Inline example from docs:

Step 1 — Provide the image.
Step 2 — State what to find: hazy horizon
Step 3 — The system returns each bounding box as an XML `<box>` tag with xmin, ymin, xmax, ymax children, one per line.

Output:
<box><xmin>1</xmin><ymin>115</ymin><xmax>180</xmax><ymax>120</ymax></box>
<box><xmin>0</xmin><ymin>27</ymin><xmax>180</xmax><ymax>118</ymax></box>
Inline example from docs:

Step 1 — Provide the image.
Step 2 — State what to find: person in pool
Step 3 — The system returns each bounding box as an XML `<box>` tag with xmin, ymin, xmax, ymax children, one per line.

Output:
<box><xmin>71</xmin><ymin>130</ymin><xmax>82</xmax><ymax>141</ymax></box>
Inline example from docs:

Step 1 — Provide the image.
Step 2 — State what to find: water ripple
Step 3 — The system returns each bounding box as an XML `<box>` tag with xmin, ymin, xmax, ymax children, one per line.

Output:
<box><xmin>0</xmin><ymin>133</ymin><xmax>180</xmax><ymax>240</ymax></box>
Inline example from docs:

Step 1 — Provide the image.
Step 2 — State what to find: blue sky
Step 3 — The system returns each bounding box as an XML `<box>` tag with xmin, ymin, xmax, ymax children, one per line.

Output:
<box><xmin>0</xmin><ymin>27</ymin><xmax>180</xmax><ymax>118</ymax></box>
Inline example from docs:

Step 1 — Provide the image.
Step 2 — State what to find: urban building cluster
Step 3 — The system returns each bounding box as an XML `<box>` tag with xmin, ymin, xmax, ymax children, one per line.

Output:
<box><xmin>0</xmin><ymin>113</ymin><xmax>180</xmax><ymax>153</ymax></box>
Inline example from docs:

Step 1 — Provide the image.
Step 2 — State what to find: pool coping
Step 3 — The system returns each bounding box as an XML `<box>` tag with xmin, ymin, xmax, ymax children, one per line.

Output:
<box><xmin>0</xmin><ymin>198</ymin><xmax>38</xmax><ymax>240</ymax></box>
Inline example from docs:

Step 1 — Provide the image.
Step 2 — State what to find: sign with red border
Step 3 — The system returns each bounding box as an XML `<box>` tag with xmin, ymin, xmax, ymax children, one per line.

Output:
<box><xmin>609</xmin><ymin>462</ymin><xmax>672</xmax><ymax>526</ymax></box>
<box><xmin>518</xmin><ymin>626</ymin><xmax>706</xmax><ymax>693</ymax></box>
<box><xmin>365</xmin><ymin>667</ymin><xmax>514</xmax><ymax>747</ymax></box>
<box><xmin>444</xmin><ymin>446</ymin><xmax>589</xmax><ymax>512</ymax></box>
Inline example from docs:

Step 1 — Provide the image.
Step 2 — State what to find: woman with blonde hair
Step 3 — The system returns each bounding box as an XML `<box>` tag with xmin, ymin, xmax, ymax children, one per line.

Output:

....

## [Work instructions]
Looking back over the records above, in how many lines does the word "pool" occur? Give the number alone.

## [Exercise answer]
2